----- Bagian Teks -----

JAYAPURA-Tampaknya aparat kepolisian masih melunak terhadap pengunjuk rasa peringatan Hari Kemerdekaan Bangsa Papua Barat. Ini dibuktikan dengan dibebaskannya 13 dari 14 pengunjukrasa, di Samping Show Room Toyota, Polimak, Distrik Jayapura Selatan,Selasa (1/12).
Sedangkan seorang pengunjukrasa atas nama Markus Yenu (36), ditetapkan sebagai tersangka. Markus Yenu adalah  Daftar Pencarian Orang (DPO) Polda Papua yang sejak 9 Oktober lalu melarikan diri dari Lembaga Pemasyarakatan Manokwari, lantaran terbukti melakukan tindakan makar.
Hal ini diungkapkan Kapolda Papua Brigjen Pol Drs Bekto Suprapto MSi kapada Bintang Papua usai menghadiri upacara serahterima jabatan Karo Ops dan Direktur Reskrim Polda Papua di Aula Rastra Samara Mapolda Papua, Jayapura,Rabu (2/12).
 Dikatakan ke-13 pengunjukrasa itu dibebaskan Rabu (2/12) sekitar pukul 10.00 WIT setelah sebelumnya diamankan di Ruang Reskrim Polresta Jayapura.

----- Entri -----

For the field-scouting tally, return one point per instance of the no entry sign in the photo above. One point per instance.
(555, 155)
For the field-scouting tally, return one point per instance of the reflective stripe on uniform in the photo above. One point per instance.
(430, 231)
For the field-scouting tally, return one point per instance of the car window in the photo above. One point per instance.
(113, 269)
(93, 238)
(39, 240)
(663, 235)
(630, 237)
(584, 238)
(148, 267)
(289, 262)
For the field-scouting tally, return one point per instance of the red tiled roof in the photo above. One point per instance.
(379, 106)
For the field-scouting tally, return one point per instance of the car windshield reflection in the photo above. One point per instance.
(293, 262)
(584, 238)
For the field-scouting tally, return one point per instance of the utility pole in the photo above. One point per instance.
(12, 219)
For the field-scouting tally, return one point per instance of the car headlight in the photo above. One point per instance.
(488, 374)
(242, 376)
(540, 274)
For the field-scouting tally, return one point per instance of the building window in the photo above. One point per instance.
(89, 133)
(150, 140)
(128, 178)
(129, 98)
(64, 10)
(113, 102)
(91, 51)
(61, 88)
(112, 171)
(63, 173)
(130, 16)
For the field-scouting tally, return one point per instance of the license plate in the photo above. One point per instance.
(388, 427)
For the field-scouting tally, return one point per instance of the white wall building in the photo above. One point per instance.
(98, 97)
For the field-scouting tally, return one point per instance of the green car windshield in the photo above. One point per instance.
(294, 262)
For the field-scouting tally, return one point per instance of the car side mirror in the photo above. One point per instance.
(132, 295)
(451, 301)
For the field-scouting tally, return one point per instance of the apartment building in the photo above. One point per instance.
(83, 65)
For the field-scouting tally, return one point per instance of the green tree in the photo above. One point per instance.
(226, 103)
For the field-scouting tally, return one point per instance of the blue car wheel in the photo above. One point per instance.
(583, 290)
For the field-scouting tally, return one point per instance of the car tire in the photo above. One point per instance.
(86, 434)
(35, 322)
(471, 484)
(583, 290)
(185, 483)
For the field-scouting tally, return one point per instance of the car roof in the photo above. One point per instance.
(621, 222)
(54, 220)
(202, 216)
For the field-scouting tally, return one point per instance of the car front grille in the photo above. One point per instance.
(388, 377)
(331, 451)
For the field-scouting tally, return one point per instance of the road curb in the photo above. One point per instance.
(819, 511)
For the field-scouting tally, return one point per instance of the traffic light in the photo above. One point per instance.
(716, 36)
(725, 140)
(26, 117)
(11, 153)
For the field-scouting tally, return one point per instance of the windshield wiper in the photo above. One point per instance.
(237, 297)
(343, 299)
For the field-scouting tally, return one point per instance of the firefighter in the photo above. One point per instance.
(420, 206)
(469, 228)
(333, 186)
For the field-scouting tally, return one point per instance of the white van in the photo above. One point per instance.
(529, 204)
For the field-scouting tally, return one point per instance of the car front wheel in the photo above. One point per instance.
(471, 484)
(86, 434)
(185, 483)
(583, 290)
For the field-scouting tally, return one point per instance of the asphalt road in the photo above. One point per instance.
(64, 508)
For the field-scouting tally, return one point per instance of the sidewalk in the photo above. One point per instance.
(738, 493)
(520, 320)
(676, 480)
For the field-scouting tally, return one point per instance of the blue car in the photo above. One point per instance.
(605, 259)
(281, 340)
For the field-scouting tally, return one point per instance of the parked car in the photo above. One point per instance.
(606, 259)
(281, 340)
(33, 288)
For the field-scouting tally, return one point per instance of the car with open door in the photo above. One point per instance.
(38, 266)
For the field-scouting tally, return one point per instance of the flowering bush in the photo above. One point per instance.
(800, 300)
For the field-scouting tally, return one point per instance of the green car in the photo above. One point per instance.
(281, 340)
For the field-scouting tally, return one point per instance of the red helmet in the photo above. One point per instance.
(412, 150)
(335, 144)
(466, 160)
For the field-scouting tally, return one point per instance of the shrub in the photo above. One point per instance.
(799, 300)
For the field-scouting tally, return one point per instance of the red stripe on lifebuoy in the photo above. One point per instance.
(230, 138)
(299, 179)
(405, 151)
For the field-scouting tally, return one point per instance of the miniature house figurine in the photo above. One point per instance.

-----

Perbarui bagian teks berita yang dimulai dari "Sedangkan seorang pengunjukrasa" dan berakhir pada "Reskrim Polresta Jayapura.", lalu ganti "pengunjukrasa" dengan "pengunjuk rasa". Item di atas merupakan bahan terpisah dari teks berita.

Sedangkan seorang pengunjuk rasa atas nama Markus Yenu (36), ditetapkan sebagai tersangka. Markus Yenu adalah  Daftar Pencarian Orang (DPO) Polda Papua yang sejak 9 Oktober lalu melarikan diri dari Lembaga Pemasyarakatan Manokwari, lantaran terbukti melakukan tindakan makar.
Hal ini diungkapkan Kapolda Papua Brigjen Pol Drs Bekto Suprapto MSi kapada Bintang Papua usai menghadiri upacara serahterima jabatan Karo Ops dan Direktur Reskrim Polda Papua di Aula Rastra Samara Mapolda Papua, Jayapura,Rabu (2/12).
 Dikatakan ke-13 pengunjuk rasa itu dibebaskan Rabu (2/12) sekitar pukul 10.00 WIT setelah sebelumnya diamankan di Ruang Reskrim Polresta Jayapura.